■ Text section
[Start]
# Sony 18650vtc5 2600mah 30a



## RawRam_cpt (3/3/14)

So there's this now!


Should last a day and a bit even with a relatively tame sub ohm build.

MOQ is 100 though...

E-tailers?


http://www.keeppower.net/sdp/1356484/4/pd-5804163/12247089.html


Sent from my Nexus 7 using Tapatalk

Reactions: Like 1


----------



## johan (3/3/14)

There's a KeepPower agent locally in South Africa: http://www.crelant.co.za/products/keeppower-18650-2600mah-and-3400mah


----------



## Riaz (3/3/14)

johanct said:


> There's a KeepPower agent locally in South Africa: http://www.crelant.co.za/products/keeppower-18650-2600mah-and-3400mah



i take it these arent safe to use in a mech mod?
[End]
(Stored dataset items)
[Start]
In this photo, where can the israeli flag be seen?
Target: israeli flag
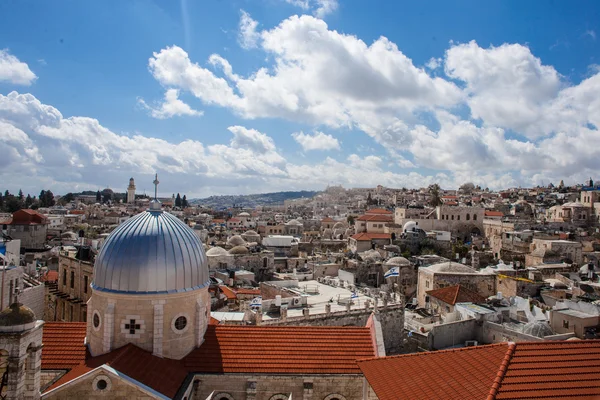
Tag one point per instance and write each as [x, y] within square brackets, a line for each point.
[256, 302]
[392, 272]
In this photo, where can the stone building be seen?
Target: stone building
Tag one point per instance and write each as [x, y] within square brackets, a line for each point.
[450, 273]
[30, 227]
[75, 274]
[148, 333]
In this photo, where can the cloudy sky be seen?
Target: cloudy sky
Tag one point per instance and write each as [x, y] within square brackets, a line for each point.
[250, 96]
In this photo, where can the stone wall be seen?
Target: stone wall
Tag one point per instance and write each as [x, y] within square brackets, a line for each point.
[33, 298]
[390, 317]
[264, 387]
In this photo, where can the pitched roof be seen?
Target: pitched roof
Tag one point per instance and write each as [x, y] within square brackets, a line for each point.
[375, 218]
[161, 374]
[364, 236]
[378, 211]
[456, 294]
[63, 345]
[281, 350]
[526, 370]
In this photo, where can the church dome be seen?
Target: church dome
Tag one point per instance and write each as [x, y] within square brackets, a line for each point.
[153, 252]
[15, 315]
[238, 250]
[236, 240]
[397, 261]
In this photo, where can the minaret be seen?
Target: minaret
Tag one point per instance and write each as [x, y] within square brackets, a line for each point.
[131, 191]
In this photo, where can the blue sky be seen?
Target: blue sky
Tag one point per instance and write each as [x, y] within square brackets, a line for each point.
[322, 92]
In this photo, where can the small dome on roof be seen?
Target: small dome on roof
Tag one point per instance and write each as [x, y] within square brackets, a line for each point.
[409, 226]
[339, 225]
[236, 240]
[237, 250]
[216, 251]
[573, 204]
[397, 261]
[16, 314]
[538, 328]
[451, 266]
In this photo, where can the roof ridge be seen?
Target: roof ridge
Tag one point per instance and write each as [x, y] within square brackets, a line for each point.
[502, 371]
[430, 352]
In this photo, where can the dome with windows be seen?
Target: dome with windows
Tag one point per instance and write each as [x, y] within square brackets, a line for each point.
[152, 252]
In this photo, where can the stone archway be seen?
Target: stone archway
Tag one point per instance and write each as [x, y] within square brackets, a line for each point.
[279, 396]
[222, 396]
[335, 396]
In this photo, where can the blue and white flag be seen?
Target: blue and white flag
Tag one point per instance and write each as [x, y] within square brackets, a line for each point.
[256, 302]
[392, 272]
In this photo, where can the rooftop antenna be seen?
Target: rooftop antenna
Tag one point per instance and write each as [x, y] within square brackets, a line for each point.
[155, 204]
[155, 182]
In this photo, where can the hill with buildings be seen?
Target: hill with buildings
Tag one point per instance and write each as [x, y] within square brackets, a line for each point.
[251, 200]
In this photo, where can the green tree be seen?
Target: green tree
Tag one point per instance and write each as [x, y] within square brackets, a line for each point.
[434, 191]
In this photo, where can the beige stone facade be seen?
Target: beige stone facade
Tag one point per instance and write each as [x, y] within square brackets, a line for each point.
[148, 321]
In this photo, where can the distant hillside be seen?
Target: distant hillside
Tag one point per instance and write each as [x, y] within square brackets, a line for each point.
[251, 200]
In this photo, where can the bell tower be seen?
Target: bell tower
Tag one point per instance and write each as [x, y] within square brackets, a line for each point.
[131, 191]
[20, 353]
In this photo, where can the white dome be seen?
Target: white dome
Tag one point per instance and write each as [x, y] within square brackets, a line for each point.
[451, 267]
[397, 261]
[152, 252]
[409, 226]
[216, 251]
[236, 240]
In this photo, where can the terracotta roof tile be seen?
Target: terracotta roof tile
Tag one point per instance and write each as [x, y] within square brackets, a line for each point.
[281, 350]
[161, 374]
[63, 345]
[364, 236]
[379, 211]
[536, 370]
[456, 294]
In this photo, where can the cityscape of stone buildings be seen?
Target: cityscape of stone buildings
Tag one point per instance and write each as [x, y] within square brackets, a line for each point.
[144, 298]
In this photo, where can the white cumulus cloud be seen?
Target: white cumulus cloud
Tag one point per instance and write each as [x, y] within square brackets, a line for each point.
[14, 71]
[248, 36]
[170, 107]
[317, 141]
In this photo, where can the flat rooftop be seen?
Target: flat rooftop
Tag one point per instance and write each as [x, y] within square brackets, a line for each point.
[317, 301]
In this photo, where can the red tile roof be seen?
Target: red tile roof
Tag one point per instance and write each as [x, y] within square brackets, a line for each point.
[456, 294]
[375, 218]
[281, 350]
[161, 374]
[364, 236]
[63, 345]
[293, 350]
[378, 211]
[230, 294]
[536, 370]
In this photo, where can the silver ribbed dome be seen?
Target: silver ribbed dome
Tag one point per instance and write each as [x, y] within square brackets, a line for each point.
[153, 252]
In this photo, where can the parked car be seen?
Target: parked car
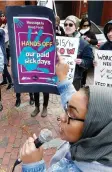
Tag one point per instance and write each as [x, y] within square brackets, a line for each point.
[96, 29]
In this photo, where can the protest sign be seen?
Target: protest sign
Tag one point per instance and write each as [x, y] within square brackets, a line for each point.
[103, 68]
[68, 48]
[33, 51]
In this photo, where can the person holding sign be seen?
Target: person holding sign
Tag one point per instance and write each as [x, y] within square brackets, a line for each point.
[86, 33]
[108, 35]
[84, 126]
[84, 59]
[59, 29]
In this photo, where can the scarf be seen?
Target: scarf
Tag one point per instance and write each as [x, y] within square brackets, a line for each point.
[96, 141]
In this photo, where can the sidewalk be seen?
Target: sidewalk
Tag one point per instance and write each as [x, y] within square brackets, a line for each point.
[14, 122]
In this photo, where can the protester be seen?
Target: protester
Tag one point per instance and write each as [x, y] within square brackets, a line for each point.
[37, 105]
[59, 29]
[5, 27]
[108, 35]
[18, 99]
[89, 36]
[84, 59]
[85, 127]
[2, 54]
[3, 19]
[86, 33]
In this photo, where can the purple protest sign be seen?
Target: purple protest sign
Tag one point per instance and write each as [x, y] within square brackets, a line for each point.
[35, 50]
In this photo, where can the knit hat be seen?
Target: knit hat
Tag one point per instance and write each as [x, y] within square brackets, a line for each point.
[74, 19]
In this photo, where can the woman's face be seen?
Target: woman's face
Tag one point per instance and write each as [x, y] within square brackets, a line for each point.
[86, 25]
[69, 27]
[71, 130]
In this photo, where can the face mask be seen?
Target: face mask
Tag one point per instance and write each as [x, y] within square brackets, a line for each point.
[83, 31]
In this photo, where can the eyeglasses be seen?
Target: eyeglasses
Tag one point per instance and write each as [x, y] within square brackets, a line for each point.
[68, 24]
[85, 25]
[67, 112]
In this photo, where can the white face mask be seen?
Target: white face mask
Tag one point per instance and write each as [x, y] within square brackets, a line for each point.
[83, 31]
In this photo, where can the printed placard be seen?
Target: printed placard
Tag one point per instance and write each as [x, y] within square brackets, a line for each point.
[35, 50]
[103, 68]
[68, 48]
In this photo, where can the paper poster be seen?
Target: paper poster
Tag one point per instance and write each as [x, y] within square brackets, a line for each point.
[35, 50]
[103, 68]
[68, 48]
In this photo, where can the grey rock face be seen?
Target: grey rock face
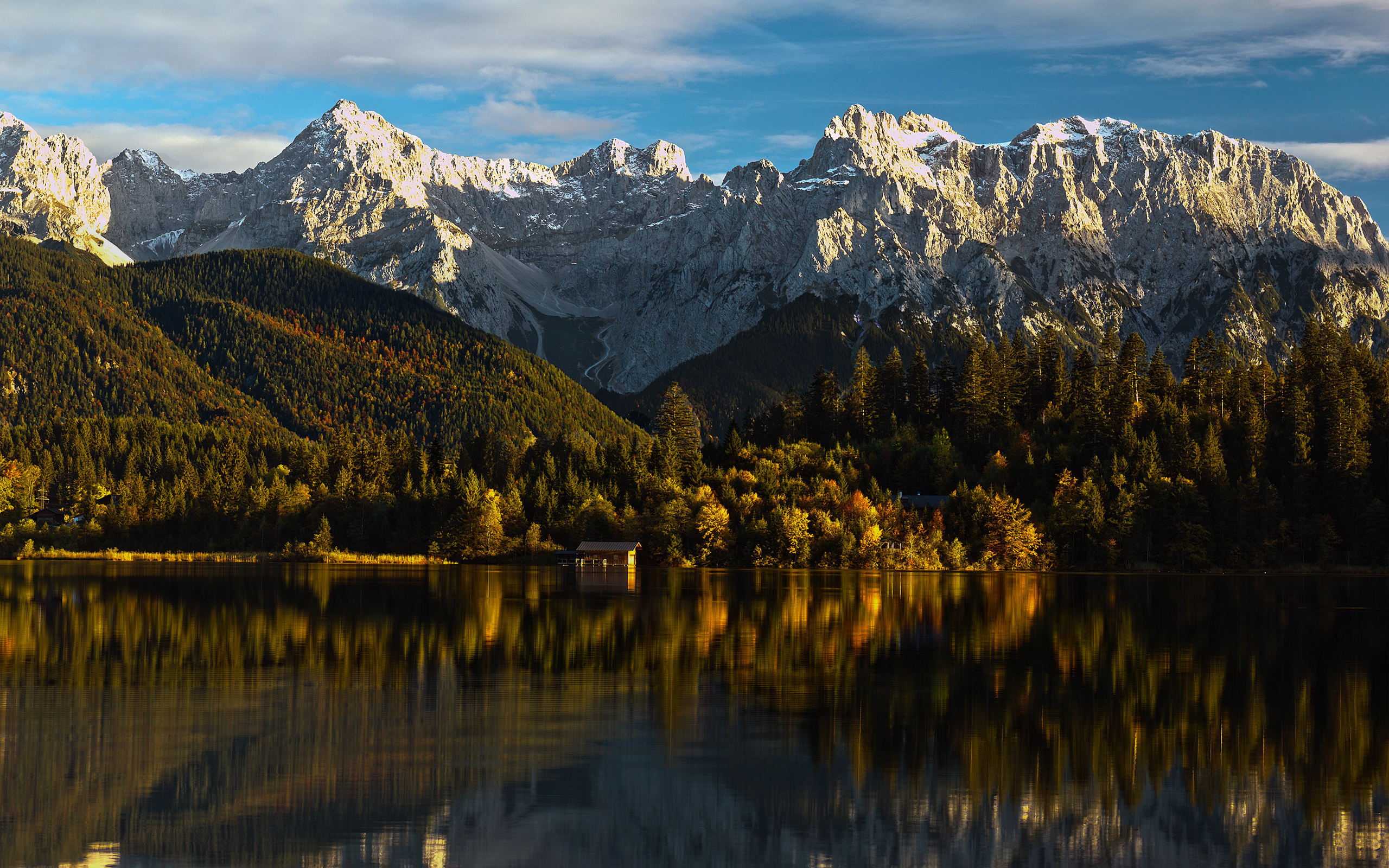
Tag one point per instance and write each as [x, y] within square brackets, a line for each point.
[52, 188]
[631, 266]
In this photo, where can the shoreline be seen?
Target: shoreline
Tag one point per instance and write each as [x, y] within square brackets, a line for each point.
[423, 560]
[224, 557]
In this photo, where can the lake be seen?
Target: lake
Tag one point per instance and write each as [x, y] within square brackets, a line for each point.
[333, 717]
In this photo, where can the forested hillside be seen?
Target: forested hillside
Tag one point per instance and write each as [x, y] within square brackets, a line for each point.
[264, 338]
[73, 345]
[327, 350]
[1087, 463]
[781, 353]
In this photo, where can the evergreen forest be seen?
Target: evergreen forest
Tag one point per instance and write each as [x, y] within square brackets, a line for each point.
[269, 402]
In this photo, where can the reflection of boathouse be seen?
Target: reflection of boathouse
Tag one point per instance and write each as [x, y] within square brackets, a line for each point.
[601, 554]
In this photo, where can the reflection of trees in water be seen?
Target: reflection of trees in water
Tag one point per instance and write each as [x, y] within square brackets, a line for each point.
[1030, 707]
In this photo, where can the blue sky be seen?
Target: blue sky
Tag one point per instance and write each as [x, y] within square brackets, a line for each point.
[222, 88]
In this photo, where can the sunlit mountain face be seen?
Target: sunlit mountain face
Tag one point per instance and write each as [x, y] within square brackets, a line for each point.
[323, 716]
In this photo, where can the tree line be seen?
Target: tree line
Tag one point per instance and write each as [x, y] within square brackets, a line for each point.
[1049, 460]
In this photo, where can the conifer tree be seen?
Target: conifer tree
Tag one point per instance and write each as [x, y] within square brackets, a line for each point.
[860, 405]
[821, 407]
[920, 393]
[1160, 380]
[892, 392]
[678, 430]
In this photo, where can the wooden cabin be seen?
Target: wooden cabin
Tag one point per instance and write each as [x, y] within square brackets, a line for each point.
[49, 517]
[599, 554]
[924, 502]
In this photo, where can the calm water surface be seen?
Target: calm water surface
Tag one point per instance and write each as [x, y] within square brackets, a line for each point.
[336, 717]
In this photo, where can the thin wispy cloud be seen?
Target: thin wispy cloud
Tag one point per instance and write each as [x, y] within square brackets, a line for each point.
[181, 145]
[470, 43]
[505, 118]
[791, 141]
[153, 42]
[1341, 160]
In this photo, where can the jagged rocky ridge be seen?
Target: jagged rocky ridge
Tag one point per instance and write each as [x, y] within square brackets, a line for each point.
[620, 264]
[53, 189]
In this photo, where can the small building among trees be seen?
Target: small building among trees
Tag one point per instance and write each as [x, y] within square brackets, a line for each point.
[601, 554]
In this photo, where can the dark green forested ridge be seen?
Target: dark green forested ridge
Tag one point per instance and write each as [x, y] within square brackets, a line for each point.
[1098, 462]
[756, 368]
[417, 445]
[73, 345]
[269, 335]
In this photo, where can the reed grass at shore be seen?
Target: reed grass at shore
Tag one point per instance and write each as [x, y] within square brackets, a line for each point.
[217, 557]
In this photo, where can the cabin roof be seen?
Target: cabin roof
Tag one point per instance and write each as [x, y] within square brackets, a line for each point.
[926, 500]
[609, 546]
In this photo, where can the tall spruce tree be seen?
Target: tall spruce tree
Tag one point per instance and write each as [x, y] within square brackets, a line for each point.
[678, 430]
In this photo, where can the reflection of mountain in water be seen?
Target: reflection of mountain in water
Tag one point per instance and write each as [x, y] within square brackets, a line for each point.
[504, 718]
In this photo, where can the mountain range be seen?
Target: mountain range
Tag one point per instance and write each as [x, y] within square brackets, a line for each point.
[619, 266]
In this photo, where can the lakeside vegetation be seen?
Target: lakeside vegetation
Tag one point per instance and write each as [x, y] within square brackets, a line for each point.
[1085, 463]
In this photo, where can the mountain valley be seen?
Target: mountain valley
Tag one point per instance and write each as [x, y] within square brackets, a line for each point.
[620, 266]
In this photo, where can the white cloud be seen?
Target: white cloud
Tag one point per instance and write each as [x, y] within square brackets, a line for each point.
[1358, 160]
[366, 61]
[182, 146]
[506, 118]
[792, 141]
[695, 141]
[528, 45]
[428, 92]
[153, 42]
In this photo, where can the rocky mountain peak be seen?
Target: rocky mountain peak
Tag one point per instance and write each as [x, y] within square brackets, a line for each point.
[1075, 132]
[616, 157]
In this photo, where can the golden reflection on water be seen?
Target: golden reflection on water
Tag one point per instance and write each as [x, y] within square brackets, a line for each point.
[237, 714]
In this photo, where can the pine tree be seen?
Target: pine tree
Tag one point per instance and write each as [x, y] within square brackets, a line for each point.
[1160, 380]
[821, 407]
[920, 393]
[860, 405]
[892, 392]
[678, 430]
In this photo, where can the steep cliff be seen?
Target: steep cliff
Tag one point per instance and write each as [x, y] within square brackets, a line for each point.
[52, 189]
[619, 264]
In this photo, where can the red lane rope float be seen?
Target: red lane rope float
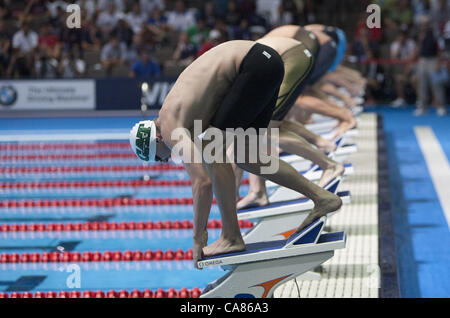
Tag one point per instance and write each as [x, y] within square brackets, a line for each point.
[111, 226]
[147, 293]
[69, 156]
[47, 146]
[62, 169]
[105, 202]
[96, 256]
[95, 183]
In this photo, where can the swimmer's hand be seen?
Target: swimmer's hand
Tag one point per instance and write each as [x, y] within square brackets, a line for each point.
[200, 241]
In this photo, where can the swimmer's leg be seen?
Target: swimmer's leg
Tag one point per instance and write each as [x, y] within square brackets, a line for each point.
[324, 201]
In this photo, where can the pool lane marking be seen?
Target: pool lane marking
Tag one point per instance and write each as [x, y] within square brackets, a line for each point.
[59, 136]
[437, 165]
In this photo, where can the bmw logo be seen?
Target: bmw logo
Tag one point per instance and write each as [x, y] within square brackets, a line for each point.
[8, 95]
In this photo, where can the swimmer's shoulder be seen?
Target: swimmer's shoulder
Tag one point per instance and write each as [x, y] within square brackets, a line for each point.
[288, 31]
[280, 44]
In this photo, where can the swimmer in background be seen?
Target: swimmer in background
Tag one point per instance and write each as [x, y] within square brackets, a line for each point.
[234, 85]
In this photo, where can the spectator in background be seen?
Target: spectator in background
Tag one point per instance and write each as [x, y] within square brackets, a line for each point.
[5, 48]
[113, 54]
[147, 6]
[123, 30]
[49, 41]
[92, 35]
[404, 50]
[257, 32]
[198, 33]
[215, 38]
[157, 24]
[427, 66]
[233, 17]
[207, 13]
[52, 7]
[185, 52]
[25, 40]
[89, 5]
[5, 11]
[241, 31]
[103, 5]
[69, 66]
[45, 66]
[180, 19]
[24, 43]
[145, 66]
[136, 18]
[107, 20]
[287, 12]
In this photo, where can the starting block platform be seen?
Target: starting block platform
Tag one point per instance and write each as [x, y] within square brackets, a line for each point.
[271, 263]
[278, 220]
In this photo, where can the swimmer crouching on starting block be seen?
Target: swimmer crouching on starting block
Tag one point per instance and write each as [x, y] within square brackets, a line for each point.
[325, 54]
[234, 85]
[298, 63]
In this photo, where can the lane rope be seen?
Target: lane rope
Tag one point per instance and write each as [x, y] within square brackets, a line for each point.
[111, 226]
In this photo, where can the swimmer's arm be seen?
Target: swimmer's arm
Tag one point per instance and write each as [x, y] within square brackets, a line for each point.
[200, 181]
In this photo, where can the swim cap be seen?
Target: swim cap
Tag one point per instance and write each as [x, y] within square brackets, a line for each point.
[143, 140]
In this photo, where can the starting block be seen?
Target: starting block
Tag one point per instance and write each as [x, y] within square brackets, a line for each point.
[340, 155]
[258, 270]
[312, 173]
[325, 129]
[278, 220]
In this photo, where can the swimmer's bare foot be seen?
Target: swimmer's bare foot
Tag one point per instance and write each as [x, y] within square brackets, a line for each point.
[335, 169]
[327, 204]
[253, 199]
[326, 146]
[223, 245]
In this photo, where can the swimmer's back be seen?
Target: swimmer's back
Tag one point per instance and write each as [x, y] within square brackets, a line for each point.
[279, 44]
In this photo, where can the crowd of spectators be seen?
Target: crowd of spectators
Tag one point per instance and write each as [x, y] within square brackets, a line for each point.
[133, 37]
[413, 44]
[149, 38]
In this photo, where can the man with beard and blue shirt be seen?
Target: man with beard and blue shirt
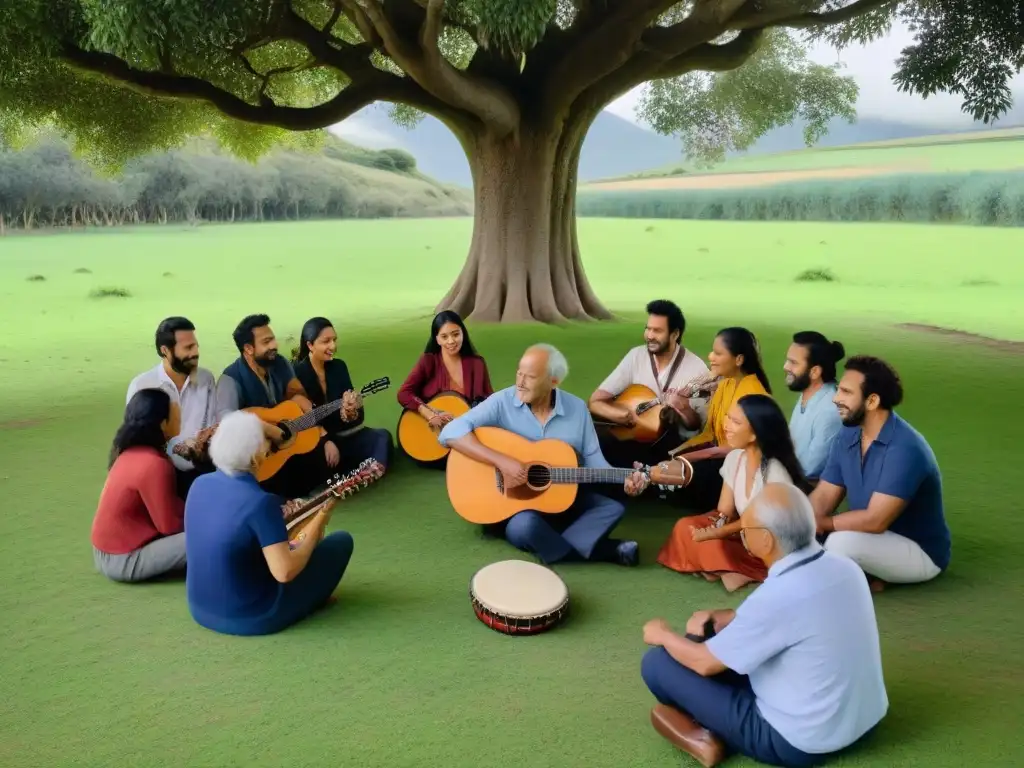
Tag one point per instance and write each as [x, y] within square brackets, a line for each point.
[896, 527]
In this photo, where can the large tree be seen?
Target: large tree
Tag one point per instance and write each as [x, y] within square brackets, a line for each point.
[518, 82]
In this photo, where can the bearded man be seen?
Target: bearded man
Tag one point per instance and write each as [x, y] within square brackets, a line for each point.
[189, 386]
[896, 527]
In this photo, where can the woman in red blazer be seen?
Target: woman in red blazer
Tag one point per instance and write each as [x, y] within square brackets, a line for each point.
[450, 364]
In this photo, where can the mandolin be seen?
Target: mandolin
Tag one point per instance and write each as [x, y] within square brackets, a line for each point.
[477, 489]
[297, 520]
[418, 439]
[300, 432]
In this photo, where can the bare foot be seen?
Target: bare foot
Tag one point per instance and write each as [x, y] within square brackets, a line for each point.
[733, 582]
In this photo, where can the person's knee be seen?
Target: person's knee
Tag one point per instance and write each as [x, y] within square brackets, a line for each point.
[845, 543]
[521, 529]
[652, 667]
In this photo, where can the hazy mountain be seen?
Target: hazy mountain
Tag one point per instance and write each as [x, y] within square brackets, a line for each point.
[614, 146]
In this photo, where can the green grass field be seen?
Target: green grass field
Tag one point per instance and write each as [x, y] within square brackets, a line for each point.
[End]
■ Given task 1
List the usernames of everyone who posts in the battery forum thread.
■ Given task 2
In the battery forum thread, what minimum order quantity does the first post give?
■ Given task 3
Write the next part of the battery forum thread, picking up after its final post.

■ Exercise answer 1
RawRam_cpt, johan, Riaz

■ Exercise answer 2
The minimum order quantity is 100.

■ Exercise answer 3
----------



## johan (3/3/14)

Riaz said:


> i take it these arent safe to use in a mech mod?



Why Not @Riaz - if you short the coil posts out with your finger on the firing button it's just a bigger blow out than with other batteries.


----------



## Reinvanhardt (3/3/14)

Riaz said:


> i take it these arent safe to use in a mech mod?



"Continuous maximum discharge current: 30A"

Super safe!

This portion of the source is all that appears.